====== BLOCO DE TEXTO ======

07 junho 2020

De repente

A pandemia do coronavírus reduziu os espaços para o interno das casas e tirou a
contagem dos dias da memória, porque a angústia nos faz perdidos no espaço das horas 



Aconteceu assim de repente, como um susto. Não deu tempo de fazer absolutamente nada. Parecia um flash, que brilha o mundo e apaga toda a atenção logo depois. Como a última piscada de olhos antes de um desmaio. Em um momento é luz, no outro é escuridão. Como a última badalada do sino da igreja. Depois de uma sequência frenética, simplesmente para. 

Sempre ouvi dizer que poderia ser assim. Que talvez fosse melhor assim. Tudo aquilo que não nos permite tempo para pensar não dói, não emociona, não marca. A memória não registra. Não vai nos acordar no meio da noite, quando a mente se esvaziar, como um fantasma que vem das profundezas, para dizer que está ali. Não, de repente é melhor. Acaba, se perde, desaparece. 

Mas, se não chama a atenção como algo que a gente espera acontecer, o de repente nos prende o interesse depois. Acontecido, você se pergunta: por que assim, inesperadamente? Por que não permitir que estejamos preparados? Por que não reunir a todos antes de tudo? Por que não criar uma vã expectativa? Não pode acontecer assim. Nada que acontece a nossa revelia pode ser bom. 

Independentemente dos protestos, aconteceu e foi de repente. Nada do que havia vai continuar. Teremos de nos acostumar. E vamos.Temos o péssimo hábito de nos acostumarmos a tudo. Vamos ao mesmo mercado, cozinhamos do mesmo jeito, falamos dos mesmos assuntos, temos as mesmas queixas. Quem disse que não somos fiéis? Mas não deveríamos nos acostumar. 

Nesses tempos de pandemia por causa do coronavírus temos vivido isolados. Ninguém nos visita. Não visitamos ninguém. Pior: não saímos de casa para nada, a não ser para jogar o lixo. Ainda assim vamos de máscara. É como se fôssemos astronautas andando em Marte. Parece que o ar acabou. O vírus se propaga pelas gotículas de saliva no ar. Então temos um ar para cada um. 

Eu que pensava que ia viver os meus últimos dias disputando água. Afinal, essa é a maior riqueza do planeta e um tesouro finito. Nada disso. Estamos mendigando um ar só nosso hoje. Eu que ouvia que o mundo estava perdido na lascívia de bocas que beijam sem conhecer. Hoje as bocas estão escondidas. Falavam que beber álcool em demasia era ruim e agora pode para enfrentar a solidão. 

Definitivamente, não era o melhor momento para acontecer. Ainda mais dessa forma: de repente. Um susto particular é um susto muito maior. Ao observar o corpo da minha janela, fico preocupado. Não, não é com a contaminação. É que eu terei de remover e dar fim. Senão daqui a pouco começa a feder. Assim como se deu de repente, fui até lá de repente e recolhi a pomba morta.

====== DADOS DE ENTRADA ======

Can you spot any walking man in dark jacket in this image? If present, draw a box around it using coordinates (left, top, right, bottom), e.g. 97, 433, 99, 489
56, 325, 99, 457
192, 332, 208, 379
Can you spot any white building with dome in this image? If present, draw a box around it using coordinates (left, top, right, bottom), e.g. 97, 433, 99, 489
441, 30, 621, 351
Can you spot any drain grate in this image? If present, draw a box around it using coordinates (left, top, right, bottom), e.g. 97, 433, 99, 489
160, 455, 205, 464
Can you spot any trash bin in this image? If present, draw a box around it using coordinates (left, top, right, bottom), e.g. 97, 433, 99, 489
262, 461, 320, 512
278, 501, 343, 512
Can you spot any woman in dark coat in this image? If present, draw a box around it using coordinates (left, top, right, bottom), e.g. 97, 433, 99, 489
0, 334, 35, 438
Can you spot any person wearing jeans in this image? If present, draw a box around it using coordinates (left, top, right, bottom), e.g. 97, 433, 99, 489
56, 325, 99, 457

======
====== DADOS DE ENTRADA ======

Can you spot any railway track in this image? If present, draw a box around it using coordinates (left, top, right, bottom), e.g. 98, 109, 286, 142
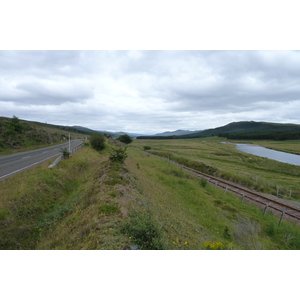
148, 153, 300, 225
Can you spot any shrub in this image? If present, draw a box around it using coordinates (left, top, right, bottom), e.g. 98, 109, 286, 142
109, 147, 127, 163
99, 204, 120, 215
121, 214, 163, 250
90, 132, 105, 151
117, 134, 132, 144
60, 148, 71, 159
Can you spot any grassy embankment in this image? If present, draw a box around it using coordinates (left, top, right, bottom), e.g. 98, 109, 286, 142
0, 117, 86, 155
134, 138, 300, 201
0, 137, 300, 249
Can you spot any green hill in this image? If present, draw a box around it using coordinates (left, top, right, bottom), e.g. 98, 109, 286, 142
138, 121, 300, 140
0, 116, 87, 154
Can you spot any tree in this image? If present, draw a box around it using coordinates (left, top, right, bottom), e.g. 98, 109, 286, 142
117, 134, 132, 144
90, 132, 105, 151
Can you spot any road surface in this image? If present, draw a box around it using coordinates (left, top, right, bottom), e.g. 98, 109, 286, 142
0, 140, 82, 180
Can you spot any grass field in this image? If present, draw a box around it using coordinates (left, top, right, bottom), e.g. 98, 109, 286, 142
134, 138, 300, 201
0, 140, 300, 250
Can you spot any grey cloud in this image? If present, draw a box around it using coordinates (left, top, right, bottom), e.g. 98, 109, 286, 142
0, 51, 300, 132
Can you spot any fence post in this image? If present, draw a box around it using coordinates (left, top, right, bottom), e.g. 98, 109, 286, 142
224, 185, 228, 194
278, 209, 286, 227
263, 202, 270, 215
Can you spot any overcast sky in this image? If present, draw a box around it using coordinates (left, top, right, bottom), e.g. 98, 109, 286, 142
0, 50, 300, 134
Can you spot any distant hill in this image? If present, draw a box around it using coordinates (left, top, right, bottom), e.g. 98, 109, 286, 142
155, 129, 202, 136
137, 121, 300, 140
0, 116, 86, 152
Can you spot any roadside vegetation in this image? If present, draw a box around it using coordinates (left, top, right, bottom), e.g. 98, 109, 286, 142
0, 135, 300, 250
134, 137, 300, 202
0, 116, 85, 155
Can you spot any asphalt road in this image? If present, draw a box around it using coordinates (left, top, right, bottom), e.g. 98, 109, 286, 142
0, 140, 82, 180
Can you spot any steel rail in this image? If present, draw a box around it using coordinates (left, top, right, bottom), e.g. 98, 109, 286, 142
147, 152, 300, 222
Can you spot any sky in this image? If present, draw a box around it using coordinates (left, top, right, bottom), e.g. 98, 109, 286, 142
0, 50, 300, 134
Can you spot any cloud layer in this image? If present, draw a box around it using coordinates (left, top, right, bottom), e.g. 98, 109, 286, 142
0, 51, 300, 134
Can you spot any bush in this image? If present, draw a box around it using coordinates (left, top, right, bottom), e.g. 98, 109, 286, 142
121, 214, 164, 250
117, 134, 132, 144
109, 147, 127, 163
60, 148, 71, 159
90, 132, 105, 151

======
====== DADOS DE ENTRADA ======

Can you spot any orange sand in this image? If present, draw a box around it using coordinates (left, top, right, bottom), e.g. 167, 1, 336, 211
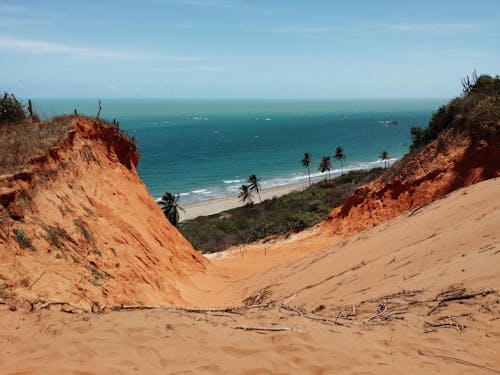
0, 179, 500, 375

======

### TRABALHO PEDIDO
Reproduza o trecho do texto sobre a pandemia que começa em "Mas, se não" e segue até "pode ser bom.", trocando "inesperadamente" por "subitamente".

### TAREFA CONCLUÍDA
Mas, se não chama a atenção como algo que a gente espera acontecer, o de repente nos prende o interesse depois. Acontecido, você se pergunta: por que assim, subitamente? Por que não permitir que estejamos preparados? Por que não reunir a todos antes de tudo? Por que não criar uma vã expectativa? Não pode acontecer assim. Nada que acontece a nossa revelia pode ser bom.